## start

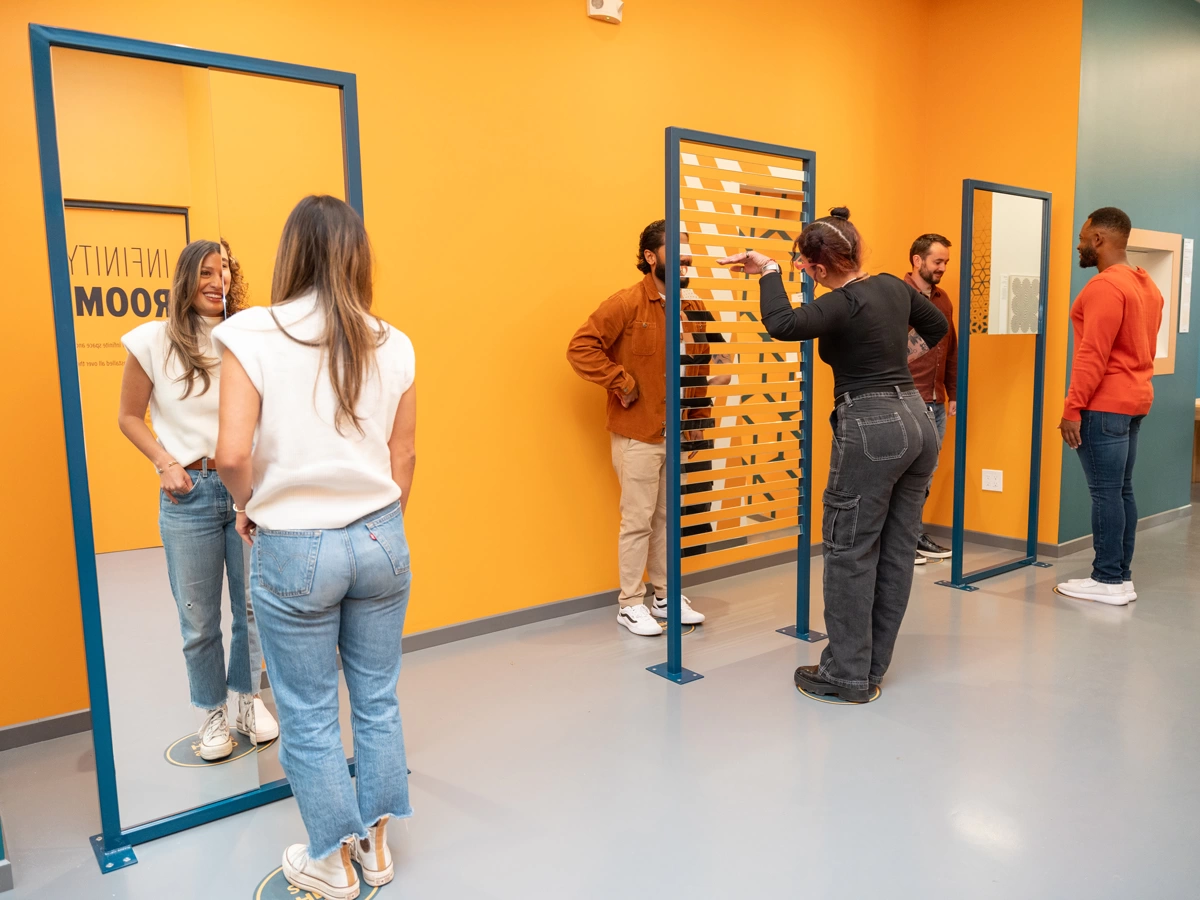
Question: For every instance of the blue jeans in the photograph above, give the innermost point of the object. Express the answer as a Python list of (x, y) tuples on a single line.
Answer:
[(318, 593), (203, 550), (1108, 454)]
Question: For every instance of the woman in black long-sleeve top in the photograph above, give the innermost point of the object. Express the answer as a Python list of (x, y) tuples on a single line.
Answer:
[(885, 443)]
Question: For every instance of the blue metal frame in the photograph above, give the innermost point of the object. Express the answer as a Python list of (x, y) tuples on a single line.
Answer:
[(673, 669), (114, 845), (136, 208), (958, 579)]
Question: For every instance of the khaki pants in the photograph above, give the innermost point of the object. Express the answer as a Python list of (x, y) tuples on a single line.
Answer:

## end

Rescale the material above by writing all of its lines out again, requests included, with every x and y coordinate in the answers multiplied by 2.25 and rounded to the nearest whole number, halves rounded up. Leave the numbers in the requests unchanged, and leave the pictures out.

Question: For every instance of the blue jeans in the photograph above, give the innermost point of the object. Express the answer as a Python list of (x, y) tuples on a single line.
Answer:
[(716, 1334), (457, 1238), (2493, 1022)]
Question: For every instance of the woman in black long-sleeve top in the photograph above, give the innermost point of the object. Express the answer as a Python list of (x, y) tuples on a single line.
Answer:
[(1991, 997)]
Question: For every instance of the blue metal frame in the photograph above, give the innermost point of the object. Express the answer as a Python list of (x, y) tuples on a single line.
Answer:
[(1514, 1505), (257, 1901), (306, 468), (2156, 1303)]
Question: For every instance of the khaki pants in the photograph above, give the innermost point of the object. Express the answer as a Python list of (x, y) tuples on a single line.
Answer:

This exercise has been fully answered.